*Kaynak Metin:*
^^^^^^^^
8. Ceza Dairesi 2017/16618 E. , 2017/12676 K.
"İçtihat Metni"MAHKEMESİ :Ağır Ceza Mahkemesi
SUÇ : Kasten yaralama, tehdit, konut dokunulmazığının ihlali, 6136 sayılı Yasaya aykırılık ve cinsel taciz
HÜKÜM : Hükümlülük
Gereği görüşülüp düşünüldü:
I- Sanık hakkında 6136 sayılı Yasa"ya aykırılık suçundan kurulan hükme yönelik sanık müdafinin temyiz itirazlarının incelenmesinde;
Tekerrüre esas sabıkası bulunan sanık hakkında, TCK.nun 58. maddesinin uygulanmasına yönelik mahkemenin kabulünde bir isabetsizlik görülmediğinden, tebliğnamede yer alan bozma düşüncesine iştirak edilmemiştir.
^^^^^^^^
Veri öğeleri
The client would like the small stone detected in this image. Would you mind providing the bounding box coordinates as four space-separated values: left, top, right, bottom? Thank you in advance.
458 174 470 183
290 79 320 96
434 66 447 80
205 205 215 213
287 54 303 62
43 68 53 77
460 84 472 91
^^^^^^^^
*Yazılı Alıştırma 1:* Karar metninin "8. Ceza Dairesi" ifadesinden başlayıp "düşüncesine iştirak edilmemiştir." ifadesi de dahil olmak üzere uzanan kısmını aynen yazınız.
*Yazılı Alıştırma 2:* Karar metninde hükmün türü olarak ne belirtilmektedir?

*Eksiksiz Yanıt 1:*
8. Ceza Dairesi 2017/16618 E. , 2017/12676 K.
"İçtihat Metni"MAHKEMESİ :Ağır Ceza Mahkemesi
SUÇ : Kasten yaralama, tehdit, konut dokunulmazığının ihlali, 6136 sayılı Yasaya aykırılık ve cinsel taciz
HÜKÜM : Hükümlülük
Gereği görüşülüp düşünüldü:
I- Sanık hakkında 6136 sayılı Yasa"ya aykırılık suçundan kurulan hükme yönelik sanık müdafinin temyiz itirazlarının incelenmesinde;
Tekerrüre esas sabıkası bulunan sanık hakkında, TCK.nun 58. maddesinin uygulanmasına yönelik mahkemenin kabulünde bir isabetsizlik görülmediğinden, tebliğnamede yer alan bozma düşüncesine iştirak edilmemiştir.

*Eksiksiz Yanıt 2:* Hükümlülük.